_Task set_:
[a] In the hedgehog thread, at about what time does the first poster go to bed each night?
[b] Translate this sentence from the hedgehog thread into Spanish: "Well, as a baby she is going to sleep a lot."
[c] Write the next part of the forum thread about waking a hedgehog, picking up right after its final line.

## START Extracted text

# How do I wake up my hog??



## Kobe (Feb 16, 2011)

My 8 week old female loooves to sleep, especially under my sweatshirt. I get home from work at around 6 and am done dinner by 7. I want to chill with my hoglet but she always seem to just want to burrow and sleep. I have only had her one week so i think now is the time to enforce any consistent behaviour on my behalf so I want to start now.

Should i simply try to wake her up every day at the exact same time and maybe she will eventually get used to it? I go to bed at roughly 10 every night so i would like those 3 hours to include some hedgehog goodness! :mrgreen:


----------



## ThePliny (Jun 3, 2010)

Well, as a baby she is going to sleep a lot. They seem to do nothing but sleep and poop!
Yes, you can take her out of her house at the same time every day, start to get her used to a routine. 
It is possible that she will always be a 'cuddler' type of hedgie; meaning she is happiest just snuggled up with you.


----------



## MissC (Nov 15, 2010)

## END Extracted text
## START Given records

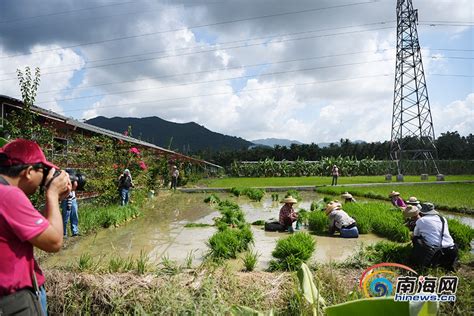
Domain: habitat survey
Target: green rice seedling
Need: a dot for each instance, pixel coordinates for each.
(461, 233)
(224, 244)
(254, 194)
(245, 236)
(188, 261)
(212, 199)
(294, 194)
(387, 251)
(318, 222)
(191, 225)
(250, 260)
(236, 191)
(116, 264)
(291, 252)
(142, 262)
(303, 216)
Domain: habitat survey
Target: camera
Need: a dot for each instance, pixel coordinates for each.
(80, 178)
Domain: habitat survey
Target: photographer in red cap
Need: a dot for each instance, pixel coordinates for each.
(23, 169)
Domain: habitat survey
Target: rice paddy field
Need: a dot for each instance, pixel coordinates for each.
(310, 181)
(449, 196)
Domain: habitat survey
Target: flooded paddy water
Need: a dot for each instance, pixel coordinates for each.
(161, 233)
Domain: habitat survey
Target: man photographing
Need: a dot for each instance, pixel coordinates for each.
(22, 168)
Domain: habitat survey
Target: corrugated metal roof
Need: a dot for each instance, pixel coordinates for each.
(102, 131)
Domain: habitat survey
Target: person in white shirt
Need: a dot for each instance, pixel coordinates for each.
(432, 243)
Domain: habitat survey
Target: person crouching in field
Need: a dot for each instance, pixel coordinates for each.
(432, 243)
(341, 221)
(348, 198)
(288, 214)
(411, 214)
(397, 201)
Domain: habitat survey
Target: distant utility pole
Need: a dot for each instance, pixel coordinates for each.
(412, 125)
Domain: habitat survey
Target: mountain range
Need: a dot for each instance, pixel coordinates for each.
(182, 137)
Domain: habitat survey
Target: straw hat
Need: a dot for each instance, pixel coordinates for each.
(413, 200)
(290, 200)
(410, 211)
(346, 195)
(394, 193)
(428, 209)
(332, 206)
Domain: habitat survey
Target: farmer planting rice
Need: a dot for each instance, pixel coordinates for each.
(411, 214)
(414, 201)
(432, 242)
(396, 199)
(341, 221)
(287, 214)
(348, 198)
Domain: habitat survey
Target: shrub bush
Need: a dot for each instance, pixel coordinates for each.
(291, 252)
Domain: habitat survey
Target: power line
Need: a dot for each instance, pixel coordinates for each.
(229, 93)
(207, 51)
(245, 40)
(210, 81)
(194, 27)
(216, 69)
(216, 80)
(63, 12)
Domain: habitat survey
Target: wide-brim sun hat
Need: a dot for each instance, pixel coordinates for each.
(410, 211)
(393, 193)
(346, 195)
(289, 200)
(428, 209)
(413, 200)
(331, 206)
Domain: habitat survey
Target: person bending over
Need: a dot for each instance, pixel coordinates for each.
(341, 221)
(288, 214)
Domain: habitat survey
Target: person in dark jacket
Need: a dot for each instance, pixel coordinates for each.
(125, 183)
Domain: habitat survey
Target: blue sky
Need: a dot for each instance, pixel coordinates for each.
(194, 61)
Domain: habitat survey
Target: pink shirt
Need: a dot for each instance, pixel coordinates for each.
(19, 222)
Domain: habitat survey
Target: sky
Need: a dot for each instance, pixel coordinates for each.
(306, 70)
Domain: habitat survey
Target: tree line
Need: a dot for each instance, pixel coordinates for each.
(450, 145)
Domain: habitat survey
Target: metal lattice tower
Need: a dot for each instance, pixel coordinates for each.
(412, 124)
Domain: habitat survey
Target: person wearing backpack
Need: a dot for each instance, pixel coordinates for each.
(432, 243)
(125, 183)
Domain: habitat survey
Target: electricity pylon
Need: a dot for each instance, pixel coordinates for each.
(412, 125)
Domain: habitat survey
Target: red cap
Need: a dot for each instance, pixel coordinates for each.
(23, 152)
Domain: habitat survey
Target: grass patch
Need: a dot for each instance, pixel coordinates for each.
(310, 181)
(292, 251)
(251, 193)
(450, 196)
(192, 225)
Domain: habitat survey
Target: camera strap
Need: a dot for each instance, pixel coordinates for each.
(3, 181)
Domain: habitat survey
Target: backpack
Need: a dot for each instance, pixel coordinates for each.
(125, 182)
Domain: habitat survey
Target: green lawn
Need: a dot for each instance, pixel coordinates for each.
(297, 181)
(451, 196)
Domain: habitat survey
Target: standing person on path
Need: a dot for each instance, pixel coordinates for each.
(287, 214)
(23, 169)
(335, 174)
(174, 178)
(125, 183)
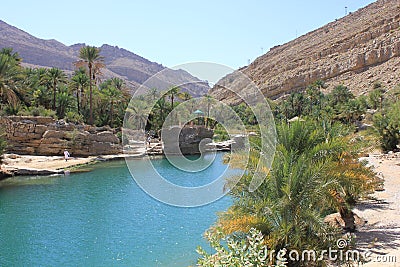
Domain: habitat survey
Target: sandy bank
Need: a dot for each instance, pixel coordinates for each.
(381, 235)
(44, 165)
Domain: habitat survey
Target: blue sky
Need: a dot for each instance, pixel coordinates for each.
(176, 31)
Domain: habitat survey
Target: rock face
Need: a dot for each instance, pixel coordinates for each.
(189, 139)
(356, 51)
(45, 136)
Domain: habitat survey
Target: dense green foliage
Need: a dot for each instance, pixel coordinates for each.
(80, 97)
(315, 172)
(3, 144)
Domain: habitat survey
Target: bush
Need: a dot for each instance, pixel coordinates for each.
(249, 251)
(37, 111)
(73, 117)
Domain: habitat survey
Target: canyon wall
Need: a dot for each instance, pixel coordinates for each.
(46, 136)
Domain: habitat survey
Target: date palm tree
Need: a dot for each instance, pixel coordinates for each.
(9, 73)
(79, 81)
(312, 174)
(90, 58)
(55, 76)
(113, 95)
(172, 92)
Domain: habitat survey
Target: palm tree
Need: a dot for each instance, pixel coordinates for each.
(113, 94)
(54, 77)
(90, 57)
(172, 92)
(13, 55)
(79, 81)
(64, 101)
(209, 100)
(153, 93)
(136, 114)
(9, 79)
(312, 174)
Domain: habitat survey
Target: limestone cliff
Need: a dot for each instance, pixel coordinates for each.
(45, 136)
(357, 50)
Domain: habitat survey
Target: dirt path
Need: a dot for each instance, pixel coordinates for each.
(381, 235)
(42, 162)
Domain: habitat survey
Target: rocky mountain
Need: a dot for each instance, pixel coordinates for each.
(356, 50)
(119, 62)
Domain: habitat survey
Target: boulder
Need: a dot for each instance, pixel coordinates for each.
(45, 136)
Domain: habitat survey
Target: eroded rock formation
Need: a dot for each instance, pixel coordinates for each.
(46, 136)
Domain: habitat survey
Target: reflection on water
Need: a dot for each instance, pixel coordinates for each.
(100, 218)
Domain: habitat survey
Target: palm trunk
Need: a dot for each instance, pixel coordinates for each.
(77, 99)
(90, 96)
(54, 95)
(112, 113)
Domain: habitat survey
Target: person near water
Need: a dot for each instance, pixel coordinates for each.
(66, 155)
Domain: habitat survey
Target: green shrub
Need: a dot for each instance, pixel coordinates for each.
(73, 117)
(3, 144)
(249, 251)
(37, 111)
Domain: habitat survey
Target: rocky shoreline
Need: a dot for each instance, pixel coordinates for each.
(19, 165)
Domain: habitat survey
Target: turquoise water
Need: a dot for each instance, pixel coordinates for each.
(101, 218)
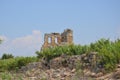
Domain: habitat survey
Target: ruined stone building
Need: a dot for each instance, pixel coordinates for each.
(58, 39)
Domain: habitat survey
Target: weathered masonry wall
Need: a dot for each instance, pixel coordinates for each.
(57, 39)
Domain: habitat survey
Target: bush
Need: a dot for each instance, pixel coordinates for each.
(15, 63)
(7, 56)
(108, 51)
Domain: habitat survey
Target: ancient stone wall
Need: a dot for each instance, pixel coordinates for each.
(57, 39)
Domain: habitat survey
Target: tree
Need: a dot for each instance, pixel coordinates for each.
(7, 56)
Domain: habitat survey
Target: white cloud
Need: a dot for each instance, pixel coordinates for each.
(22, 46)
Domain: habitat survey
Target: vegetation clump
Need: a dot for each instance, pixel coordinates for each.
(108, 51)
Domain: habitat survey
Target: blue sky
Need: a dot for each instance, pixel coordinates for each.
(24, 22)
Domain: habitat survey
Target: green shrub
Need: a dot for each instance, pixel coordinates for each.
(15, 63)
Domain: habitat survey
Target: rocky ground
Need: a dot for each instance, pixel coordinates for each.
(64, 68)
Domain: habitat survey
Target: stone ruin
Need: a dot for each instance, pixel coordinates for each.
(58, 39)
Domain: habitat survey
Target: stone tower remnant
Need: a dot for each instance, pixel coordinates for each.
(57, 39)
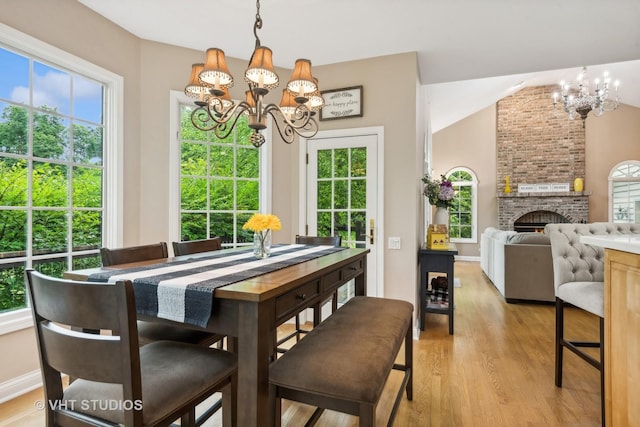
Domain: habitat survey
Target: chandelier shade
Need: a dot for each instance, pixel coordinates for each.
(260, 72)
(215, 71)
(301, 82)
(578, 99)
(195, 88)
(210, 81)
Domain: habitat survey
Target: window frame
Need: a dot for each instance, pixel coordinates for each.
(177, 98)
(113, 119)
(474, 203)
(613, 179)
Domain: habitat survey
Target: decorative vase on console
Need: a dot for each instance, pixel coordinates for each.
(441, 216)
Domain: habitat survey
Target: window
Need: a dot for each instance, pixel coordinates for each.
(54, 132)
(624, 192)
(463, 213)
(219, 182)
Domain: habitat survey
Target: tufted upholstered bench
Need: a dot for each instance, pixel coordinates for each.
(578, 275)
(344, 362)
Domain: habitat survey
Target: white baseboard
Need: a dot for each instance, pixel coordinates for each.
(20, 385)
(467, 258)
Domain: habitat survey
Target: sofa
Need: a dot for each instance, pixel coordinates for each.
(518, 264)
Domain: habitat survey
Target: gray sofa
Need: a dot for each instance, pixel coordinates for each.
(518, 264)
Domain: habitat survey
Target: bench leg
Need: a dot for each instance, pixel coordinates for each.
(408, 361)
(275, 407)
(367, 415)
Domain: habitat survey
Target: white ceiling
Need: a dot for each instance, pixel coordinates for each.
(470, 52)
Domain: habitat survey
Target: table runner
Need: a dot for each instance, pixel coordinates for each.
(182, 290)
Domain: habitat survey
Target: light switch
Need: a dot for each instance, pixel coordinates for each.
(394, 243)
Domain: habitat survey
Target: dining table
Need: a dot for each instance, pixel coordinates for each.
(233, 293)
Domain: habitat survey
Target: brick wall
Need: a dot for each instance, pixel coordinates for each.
(537, 144)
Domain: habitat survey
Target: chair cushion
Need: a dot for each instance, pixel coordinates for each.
(172, 374)
(350, 354)
(149, 332)
(588, 296)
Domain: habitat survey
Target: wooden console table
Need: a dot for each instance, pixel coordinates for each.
(436, 261)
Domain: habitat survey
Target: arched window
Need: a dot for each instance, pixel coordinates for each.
(624, 192)
(463, 215)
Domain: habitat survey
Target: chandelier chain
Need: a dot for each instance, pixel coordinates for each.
(258, 23)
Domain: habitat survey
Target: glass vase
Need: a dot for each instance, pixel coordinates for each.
(262, 244)
(441, 216)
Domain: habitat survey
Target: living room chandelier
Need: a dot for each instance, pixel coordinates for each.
(578, 99)
(210, 82)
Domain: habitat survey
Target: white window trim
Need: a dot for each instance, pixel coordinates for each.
(175, 99)
(112, 232)
(612, 179)
(474, 210)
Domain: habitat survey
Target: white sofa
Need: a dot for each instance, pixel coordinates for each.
(492, 243)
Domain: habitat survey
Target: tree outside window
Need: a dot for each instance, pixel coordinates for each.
(463, 212)
(219, 182)
(51, 172)
(624, 192)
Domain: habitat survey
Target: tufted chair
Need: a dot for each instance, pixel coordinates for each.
(578, 273)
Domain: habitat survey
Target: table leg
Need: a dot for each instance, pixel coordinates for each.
(256, 327)
(451, 285)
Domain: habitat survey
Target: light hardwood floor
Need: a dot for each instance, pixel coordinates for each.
(496, 370)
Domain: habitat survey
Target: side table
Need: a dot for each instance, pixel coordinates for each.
(436, 261)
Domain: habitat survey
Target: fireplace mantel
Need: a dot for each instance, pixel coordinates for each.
(571, 205)
(546, 195)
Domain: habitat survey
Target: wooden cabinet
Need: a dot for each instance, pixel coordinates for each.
(622, 338)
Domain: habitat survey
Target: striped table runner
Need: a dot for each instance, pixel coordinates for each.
(182, 290)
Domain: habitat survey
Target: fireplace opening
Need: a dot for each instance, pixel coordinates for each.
(535, 221)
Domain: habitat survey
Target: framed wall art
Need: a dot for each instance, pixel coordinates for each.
(342, 103)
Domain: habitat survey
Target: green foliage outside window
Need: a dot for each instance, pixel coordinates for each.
(219, 182)
(50, 184)
(461, 211)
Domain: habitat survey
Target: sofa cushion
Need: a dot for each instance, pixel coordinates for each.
(529, 239)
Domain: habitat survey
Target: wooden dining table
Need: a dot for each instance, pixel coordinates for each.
(249, 311)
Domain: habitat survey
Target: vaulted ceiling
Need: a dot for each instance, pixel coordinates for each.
(470, 52)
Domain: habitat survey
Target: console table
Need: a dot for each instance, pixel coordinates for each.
(436, 261)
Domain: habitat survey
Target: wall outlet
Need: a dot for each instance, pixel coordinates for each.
(394, 243)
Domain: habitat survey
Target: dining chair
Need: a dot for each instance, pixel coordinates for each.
(134, 254)
(578, 276)
(116, 382)
(197, 246)
(153, 331)
(335, 241)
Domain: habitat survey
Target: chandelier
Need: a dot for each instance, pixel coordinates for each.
(210, 82)
(578, 98)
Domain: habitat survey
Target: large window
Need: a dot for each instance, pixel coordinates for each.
(624, 192)
(52, 162)
(463, 213)
(219, 182)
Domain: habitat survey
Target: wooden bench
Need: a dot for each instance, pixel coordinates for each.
(344, 362)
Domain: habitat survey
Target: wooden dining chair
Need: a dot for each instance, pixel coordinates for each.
(149, 332)
(335, 241)
(116, 382)
(134, 254)
(197, 246)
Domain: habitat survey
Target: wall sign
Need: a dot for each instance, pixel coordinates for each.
(342, 103)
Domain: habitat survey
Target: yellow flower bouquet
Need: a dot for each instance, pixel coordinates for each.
(262, 225)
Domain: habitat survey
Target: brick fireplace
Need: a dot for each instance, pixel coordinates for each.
(538, 145)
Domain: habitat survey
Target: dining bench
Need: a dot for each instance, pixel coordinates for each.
(343, 363)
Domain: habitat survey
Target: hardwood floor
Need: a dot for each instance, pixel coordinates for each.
(497, 370)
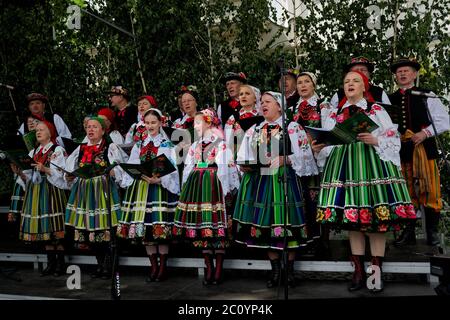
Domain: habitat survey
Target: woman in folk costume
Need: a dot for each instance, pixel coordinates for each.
(16, 204)
(249, 114)
(137, 129)
(250, 100)
(189, 102)
(209, 175)
(87, 207)
(42, 216)
(149, 203)
(311, 111)
(362, 187)
(260, 213)
(37, 104)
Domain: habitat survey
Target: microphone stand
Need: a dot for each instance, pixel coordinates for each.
(115, 276)
(285, 178)
(13, 103)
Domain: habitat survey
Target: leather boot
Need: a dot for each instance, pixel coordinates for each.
(275, 274)
(51, 264)
(359, 275)
(209, 272)
(408, 236)
(218, 275)
(378, 261)
(60, 264)
(153, 268)
(162, 274)
(431, 225)
(100, 257)
(291, 275)
(107, 271)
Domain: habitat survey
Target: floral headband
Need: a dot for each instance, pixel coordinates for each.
(210, 116)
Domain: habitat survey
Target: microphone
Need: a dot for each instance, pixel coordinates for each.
(6, 86)
(423, 94)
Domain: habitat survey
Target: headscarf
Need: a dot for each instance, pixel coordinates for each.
(51, 129)
(277, 96)
(257, 93)
(311, 75)
(367, 94)
(150, 99)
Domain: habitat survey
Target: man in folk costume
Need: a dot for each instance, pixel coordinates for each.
(37, 104)
(290, 90)
(365, 66)
(126, 113)
(231, 106)
(419, 150)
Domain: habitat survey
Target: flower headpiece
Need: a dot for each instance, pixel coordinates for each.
(210, 116)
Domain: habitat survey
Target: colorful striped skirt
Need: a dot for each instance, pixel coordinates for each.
(147, 213)
(200, 215)
(15, 207)
(361, 192)
(263, 225)
(42, 217)
(87, 209)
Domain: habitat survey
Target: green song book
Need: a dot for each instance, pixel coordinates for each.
(18, 157)
(345, 132)
(30, 140)
(158, 166)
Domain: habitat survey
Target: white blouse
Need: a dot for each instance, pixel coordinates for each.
(170, 181)
(388, 148)
(115, 155)
(302, 159)
(226, 168)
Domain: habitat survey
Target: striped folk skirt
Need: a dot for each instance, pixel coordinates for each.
(42, 216)
(16, 204)
(200, 217)
(87, 209)
(260, 223)
(361, 192)
(147, 213)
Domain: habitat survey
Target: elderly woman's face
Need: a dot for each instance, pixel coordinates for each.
(94, 131)
(270, 108)
(189, 103)
(247, 97)
(305, 87)
(31, 123)
(36, 106)
(143, 106)
(354, 86)
(42, 133)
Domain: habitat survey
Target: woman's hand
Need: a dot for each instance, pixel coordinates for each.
(367, 138)
(316, 148)
(15, 169)
(69, 177)
(279, 162)
(246, 169)
(40, 167)
(151, 180)
(419, 137)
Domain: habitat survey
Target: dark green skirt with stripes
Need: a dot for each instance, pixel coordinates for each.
(42, 216)
(87, 209)
(16, 204)
(200, 217)
(147, 213)
(260, 223)
(361, 192)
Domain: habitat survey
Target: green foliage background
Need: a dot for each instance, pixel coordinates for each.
(196, 42)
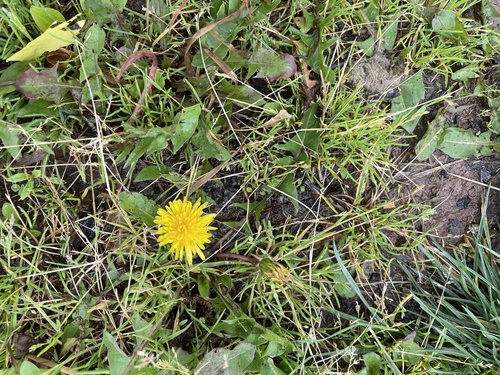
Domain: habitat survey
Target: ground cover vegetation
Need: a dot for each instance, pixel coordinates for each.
(335, 163)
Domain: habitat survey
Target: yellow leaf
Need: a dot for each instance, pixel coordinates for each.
(52, 39)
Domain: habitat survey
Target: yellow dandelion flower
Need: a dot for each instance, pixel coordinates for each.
(185, 227)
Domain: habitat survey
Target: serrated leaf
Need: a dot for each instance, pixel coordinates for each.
(44, 17)
(227, 362)
(426, 146)
(138, 205)
(270, 65)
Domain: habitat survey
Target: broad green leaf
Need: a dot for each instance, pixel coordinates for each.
(464, 74)
(269, 368)
(426, 146)
(459, 143)
(118, 360)
(186, 124)
(90, 72)
(227, 362)
(208, 147)
(309, 135)
(268, 64)
(447, 24)
(406, 105)
(28, 368)
(44, 17)
(53, 38)
(138, 205)
(42, 85)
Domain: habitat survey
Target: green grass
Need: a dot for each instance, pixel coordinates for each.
(297, 169)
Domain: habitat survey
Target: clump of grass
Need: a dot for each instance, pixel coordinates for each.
(295, 169)
(458, 292)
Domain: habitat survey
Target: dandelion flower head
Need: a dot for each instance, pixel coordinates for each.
(185, 227)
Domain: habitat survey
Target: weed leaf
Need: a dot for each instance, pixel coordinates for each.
(269, 64)
(459, 143)
(138, 205)
(41, 85)
(118, 360)
(44, 17)
(53, 38)
(187, 123)
(227, 362)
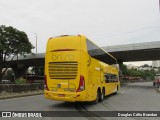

## END Given records

_Answers per task_:
[a] Roughly 10 every night.

[b] Bueno, siendo bebé va a dormir mucho.

[c]
Pliny's right...babies sleep but start a routine, anyway. Keep in mind, tho', even if you wake her at the same time and do the same thing every single night...you may still end up with a 'cuddler'. Snarf does both: we let him out in our hedgie-proofed livingroom every night around 8. He wanders around for a bit...then plays "Hide n' Seek"? "Tag? "I Hate Your Smell"? I dunno what you'd call it - he runs up to me...sniffs me...then runs away double-time...runs back to me...sniffs me...repeat over and over and over... :? I don't know if I'm s'posed to chase him or pet him or what....?? Anyway...then he crawls into the sleeping bag we have shmushed in our wall unit for him and sleeps until I return his to his home.


----------



## Nebular (Dec 28, 2010)

My little Norman is 14 weeks old. I wake him up on a regular basis every evening for some social time. Even though the time never changes, he's not always expecting the little disturbance. Some nights he's groggy but is perfectly happy to walk on to my hands for a pick up. Other nights he starts off partially balled up and huffing, but comes out of it as soon as I pick him up. So getting them up at a regular time doesn't mean they'll always react the same way. :lol:

He's a bit of an explorer, but he's a cuddler through and through. He loves to find a dark place by crawling into my hoddie or the part of my shirt I fold over for him to hide in and snuggle up in my lap, either taking the chance to nap, or just enjoying being petted and fussed over. He'll occasionally get the urge to get up and wander around the couch for a couple of minutes, but he always crawls back up into my lap a few minutes later to resume snuggling.

Like Pliny said, you must just have an extreme cuddler like mine.


----------



## Kobe (Feb 16, 2011)

Haha sounds good! :lol: 

I think i can live with a cuddler  

Thanks!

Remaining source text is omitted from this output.